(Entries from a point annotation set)

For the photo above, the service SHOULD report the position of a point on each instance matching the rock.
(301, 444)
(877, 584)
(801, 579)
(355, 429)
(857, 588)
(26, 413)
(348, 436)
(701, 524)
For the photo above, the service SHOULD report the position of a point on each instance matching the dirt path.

## What is required
Return every record above unchanged, line for line, with no additions or omissions.

## Task result
For the photo above, the service SHOULD report the position of a point on each instance matching the rock.
(301, 444)
(877, 584)
(801, 579)
(355, 429)
(857, 588)
(26, 413)
(348, 436)
(701, 524)
For the photo above, the service SHOULD report the position of a point on each instance matching the dirt path.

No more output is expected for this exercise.